-- START OF DATA PROVIDED --
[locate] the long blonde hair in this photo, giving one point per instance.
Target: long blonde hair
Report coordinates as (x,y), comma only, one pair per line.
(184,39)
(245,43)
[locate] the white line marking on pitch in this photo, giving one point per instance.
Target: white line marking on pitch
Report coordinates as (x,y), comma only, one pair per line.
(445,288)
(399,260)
-- END OF DATA PROVIDED --
-- START OF DATA PROVIDED --
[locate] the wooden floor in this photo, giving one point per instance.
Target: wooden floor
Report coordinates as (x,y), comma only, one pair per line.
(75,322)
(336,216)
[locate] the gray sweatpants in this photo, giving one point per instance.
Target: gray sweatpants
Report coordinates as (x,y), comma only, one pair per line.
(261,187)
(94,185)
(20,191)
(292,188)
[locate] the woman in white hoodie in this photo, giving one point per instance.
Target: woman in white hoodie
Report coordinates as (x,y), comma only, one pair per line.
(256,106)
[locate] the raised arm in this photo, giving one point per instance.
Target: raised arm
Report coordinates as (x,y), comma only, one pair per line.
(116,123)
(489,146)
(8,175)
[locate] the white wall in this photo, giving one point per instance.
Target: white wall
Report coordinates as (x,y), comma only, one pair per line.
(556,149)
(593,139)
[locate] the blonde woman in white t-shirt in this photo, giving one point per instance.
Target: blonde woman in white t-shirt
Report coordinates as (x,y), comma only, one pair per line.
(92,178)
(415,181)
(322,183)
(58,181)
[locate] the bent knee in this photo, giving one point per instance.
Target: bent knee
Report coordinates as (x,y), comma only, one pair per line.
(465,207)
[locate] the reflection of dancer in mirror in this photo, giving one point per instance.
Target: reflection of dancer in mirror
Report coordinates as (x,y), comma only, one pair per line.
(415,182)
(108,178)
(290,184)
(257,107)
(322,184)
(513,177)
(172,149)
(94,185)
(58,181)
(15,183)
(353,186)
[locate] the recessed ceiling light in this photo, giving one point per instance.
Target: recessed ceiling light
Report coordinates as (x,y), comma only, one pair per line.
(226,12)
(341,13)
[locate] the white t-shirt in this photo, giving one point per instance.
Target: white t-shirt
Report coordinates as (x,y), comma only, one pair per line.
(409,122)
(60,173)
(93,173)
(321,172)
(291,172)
-- END OF DATA PROVIDED --
-- START OF DATA PROVIDED --
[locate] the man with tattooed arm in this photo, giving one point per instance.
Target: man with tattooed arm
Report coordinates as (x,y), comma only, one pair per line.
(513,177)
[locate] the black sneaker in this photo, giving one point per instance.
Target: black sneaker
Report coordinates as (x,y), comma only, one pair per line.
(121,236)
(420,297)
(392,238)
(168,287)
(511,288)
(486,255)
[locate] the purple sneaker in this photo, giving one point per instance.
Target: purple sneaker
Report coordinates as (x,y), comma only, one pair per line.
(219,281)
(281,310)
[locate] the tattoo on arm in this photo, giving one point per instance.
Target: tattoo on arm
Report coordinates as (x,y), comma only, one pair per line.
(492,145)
-- END OF DATA PROVIDED --
Count the lines in the records that contain the word "sweatpants", and give only the number.

# ANSWER FOR THE TASK
2